DATA SUPPLIED:
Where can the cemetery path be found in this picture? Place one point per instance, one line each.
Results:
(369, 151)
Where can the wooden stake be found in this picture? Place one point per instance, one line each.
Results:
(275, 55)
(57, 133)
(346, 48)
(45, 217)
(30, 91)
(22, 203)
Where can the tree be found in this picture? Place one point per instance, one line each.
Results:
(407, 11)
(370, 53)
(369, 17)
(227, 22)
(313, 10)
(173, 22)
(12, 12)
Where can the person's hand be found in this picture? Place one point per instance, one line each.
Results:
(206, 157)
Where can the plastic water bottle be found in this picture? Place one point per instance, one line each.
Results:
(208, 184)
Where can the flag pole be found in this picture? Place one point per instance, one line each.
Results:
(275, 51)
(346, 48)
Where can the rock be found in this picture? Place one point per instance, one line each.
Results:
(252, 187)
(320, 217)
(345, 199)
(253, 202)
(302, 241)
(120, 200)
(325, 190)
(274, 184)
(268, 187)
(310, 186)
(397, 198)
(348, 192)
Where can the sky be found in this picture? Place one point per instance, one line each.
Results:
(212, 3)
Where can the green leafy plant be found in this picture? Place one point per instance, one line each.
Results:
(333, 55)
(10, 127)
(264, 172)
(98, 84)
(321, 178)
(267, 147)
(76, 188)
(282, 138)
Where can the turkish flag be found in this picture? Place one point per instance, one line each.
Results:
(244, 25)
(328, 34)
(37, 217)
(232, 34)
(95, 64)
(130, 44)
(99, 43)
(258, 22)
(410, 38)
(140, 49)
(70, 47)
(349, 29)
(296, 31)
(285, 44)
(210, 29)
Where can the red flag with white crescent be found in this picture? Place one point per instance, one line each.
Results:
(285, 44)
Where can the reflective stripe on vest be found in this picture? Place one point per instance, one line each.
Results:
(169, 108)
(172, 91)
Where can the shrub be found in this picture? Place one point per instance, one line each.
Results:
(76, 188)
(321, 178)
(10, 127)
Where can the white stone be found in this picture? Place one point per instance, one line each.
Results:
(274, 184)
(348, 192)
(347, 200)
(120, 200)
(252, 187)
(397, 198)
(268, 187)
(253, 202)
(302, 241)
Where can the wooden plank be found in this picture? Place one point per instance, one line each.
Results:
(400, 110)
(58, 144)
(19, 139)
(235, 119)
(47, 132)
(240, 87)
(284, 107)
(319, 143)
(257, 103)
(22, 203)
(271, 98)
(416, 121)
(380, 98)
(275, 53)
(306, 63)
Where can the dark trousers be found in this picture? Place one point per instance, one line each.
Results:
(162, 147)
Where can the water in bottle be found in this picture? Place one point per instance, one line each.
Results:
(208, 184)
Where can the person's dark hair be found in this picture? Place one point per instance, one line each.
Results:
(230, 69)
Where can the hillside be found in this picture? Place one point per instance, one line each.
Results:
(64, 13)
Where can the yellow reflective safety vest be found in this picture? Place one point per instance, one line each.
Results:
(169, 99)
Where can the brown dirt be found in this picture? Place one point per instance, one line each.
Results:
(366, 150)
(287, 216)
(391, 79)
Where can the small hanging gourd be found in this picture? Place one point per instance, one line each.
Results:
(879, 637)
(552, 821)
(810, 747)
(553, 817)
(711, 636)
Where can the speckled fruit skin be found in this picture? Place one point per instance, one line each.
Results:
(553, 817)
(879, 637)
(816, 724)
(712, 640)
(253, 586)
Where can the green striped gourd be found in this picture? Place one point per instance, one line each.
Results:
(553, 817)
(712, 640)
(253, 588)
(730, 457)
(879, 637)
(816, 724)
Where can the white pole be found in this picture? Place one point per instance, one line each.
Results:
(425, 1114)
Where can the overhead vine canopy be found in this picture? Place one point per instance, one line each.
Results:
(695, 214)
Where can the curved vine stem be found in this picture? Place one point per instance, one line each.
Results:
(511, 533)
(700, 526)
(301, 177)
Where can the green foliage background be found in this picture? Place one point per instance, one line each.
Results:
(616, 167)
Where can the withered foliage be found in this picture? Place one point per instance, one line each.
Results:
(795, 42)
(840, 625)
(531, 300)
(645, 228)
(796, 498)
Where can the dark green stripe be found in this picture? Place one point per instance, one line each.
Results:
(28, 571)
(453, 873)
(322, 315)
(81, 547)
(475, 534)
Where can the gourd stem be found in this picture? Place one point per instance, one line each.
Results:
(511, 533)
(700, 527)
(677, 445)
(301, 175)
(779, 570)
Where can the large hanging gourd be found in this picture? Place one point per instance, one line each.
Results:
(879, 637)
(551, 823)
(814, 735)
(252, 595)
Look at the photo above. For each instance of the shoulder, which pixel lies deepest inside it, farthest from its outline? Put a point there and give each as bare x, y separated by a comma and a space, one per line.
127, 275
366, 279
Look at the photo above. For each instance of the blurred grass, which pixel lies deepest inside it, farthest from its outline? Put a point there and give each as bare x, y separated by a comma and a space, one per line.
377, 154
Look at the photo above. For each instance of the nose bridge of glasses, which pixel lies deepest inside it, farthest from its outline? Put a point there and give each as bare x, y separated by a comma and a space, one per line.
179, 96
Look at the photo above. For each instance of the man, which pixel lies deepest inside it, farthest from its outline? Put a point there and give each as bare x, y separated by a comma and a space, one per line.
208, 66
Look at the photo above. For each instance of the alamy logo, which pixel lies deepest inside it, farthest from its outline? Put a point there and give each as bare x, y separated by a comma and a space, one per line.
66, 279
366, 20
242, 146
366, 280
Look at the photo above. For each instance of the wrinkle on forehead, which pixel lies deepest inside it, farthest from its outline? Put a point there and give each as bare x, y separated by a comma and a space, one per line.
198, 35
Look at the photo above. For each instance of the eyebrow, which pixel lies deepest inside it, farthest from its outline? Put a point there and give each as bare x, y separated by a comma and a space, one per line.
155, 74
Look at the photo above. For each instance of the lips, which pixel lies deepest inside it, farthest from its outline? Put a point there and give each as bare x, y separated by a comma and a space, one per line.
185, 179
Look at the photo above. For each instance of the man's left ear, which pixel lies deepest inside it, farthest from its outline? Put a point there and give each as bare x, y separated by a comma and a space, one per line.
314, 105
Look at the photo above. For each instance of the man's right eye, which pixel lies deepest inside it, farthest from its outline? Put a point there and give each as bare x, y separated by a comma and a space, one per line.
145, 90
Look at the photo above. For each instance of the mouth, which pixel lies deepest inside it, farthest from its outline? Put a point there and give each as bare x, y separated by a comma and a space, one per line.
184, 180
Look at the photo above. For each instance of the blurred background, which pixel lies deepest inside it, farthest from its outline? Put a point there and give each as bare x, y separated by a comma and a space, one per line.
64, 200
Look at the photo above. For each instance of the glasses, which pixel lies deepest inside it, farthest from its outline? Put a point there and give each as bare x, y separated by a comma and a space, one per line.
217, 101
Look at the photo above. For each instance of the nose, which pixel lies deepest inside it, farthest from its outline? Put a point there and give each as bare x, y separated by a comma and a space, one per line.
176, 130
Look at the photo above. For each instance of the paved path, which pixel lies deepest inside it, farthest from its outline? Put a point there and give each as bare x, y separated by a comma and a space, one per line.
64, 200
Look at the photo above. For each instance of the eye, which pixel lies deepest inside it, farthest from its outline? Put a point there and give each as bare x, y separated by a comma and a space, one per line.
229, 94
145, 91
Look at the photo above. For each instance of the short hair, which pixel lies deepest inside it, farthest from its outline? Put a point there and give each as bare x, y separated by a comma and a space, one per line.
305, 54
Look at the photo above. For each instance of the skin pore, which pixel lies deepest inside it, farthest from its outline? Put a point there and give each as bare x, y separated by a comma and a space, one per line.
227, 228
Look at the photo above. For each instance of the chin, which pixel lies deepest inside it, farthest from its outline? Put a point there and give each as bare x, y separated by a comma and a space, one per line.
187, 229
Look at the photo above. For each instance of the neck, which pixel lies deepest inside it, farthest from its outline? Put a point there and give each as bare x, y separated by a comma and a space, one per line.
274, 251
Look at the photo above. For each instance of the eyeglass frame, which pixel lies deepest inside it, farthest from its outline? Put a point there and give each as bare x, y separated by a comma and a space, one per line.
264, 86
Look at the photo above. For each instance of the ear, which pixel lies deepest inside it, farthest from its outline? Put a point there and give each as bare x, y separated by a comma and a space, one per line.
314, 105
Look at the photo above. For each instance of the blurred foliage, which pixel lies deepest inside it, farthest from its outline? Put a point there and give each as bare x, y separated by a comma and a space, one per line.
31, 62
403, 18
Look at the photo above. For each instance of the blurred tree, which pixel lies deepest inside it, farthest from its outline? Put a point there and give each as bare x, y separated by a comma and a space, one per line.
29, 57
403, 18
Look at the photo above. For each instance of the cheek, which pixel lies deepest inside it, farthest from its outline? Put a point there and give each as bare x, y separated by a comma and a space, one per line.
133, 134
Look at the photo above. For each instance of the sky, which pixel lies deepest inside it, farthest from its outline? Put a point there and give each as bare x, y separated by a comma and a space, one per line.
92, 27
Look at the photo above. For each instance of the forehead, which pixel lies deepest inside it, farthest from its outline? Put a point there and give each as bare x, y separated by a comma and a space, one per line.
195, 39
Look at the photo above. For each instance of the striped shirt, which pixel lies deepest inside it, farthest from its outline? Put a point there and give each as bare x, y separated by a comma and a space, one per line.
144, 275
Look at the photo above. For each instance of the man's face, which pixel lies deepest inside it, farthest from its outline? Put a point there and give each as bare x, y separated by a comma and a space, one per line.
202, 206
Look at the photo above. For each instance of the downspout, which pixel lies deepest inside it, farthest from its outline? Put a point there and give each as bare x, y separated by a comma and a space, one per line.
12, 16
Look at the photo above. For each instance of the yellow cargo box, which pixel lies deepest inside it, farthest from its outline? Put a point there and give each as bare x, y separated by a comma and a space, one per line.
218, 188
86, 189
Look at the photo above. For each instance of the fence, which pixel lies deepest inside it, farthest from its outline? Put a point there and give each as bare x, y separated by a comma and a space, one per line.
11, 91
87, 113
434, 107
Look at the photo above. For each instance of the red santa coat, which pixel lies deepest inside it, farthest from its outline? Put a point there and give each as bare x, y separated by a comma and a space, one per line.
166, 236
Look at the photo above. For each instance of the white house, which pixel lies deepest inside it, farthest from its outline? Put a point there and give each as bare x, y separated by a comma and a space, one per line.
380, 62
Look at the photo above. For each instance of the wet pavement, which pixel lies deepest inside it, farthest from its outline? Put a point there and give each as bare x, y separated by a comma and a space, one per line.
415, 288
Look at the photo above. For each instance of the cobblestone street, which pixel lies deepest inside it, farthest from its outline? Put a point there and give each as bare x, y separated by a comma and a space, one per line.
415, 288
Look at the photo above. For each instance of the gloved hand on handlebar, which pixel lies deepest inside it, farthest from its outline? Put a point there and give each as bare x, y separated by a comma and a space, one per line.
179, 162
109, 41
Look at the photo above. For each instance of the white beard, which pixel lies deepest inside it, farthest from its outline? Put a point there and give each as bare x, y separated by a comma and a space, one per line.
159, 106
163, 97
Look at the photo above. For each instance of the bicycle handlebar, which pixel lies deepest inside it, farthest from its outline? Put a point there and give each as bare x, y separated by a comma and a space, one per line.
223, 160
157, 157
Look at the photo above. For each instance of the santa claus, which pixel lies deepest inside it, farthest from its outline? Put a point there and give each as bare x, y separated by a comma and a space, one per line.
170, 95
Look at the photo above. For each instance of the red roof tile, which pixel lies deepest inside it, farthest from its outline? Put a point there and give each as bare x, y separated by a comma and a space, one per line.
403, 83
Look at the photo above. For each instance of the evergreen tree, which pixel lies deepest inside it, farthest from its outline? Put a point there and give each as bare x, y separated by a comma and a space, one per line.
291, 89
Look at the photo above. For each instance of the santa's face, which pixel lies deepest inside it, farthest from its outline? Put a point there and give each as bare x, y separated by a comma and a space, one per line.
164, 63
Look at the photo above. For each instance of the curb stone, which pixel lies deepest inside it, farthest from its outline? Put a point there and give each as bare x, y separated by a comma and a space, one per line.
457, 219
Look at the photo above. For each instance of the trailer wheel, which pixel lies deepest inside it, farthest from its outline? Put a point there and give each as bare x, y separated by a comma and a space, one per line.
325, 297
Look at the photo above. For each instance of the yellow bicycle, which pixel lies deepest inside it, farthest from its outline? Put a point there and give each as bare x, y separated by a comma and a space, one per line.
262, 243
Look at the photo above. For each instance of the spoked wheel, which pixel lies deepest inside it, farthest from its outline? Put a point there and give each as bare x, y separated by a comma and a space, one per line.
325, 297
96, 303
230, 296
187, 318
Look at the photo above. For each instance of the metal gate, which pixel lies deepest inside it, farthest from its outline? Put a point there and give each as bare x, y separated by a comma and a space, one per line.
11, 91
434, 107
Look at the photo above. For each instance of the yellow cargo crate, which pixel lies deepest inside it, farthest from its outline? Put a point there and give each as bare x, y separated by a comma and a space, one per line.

WORK TO COMPLETE:
How many lines of the listing contain "stem"? Say only that number.

ANSWER AREA:
2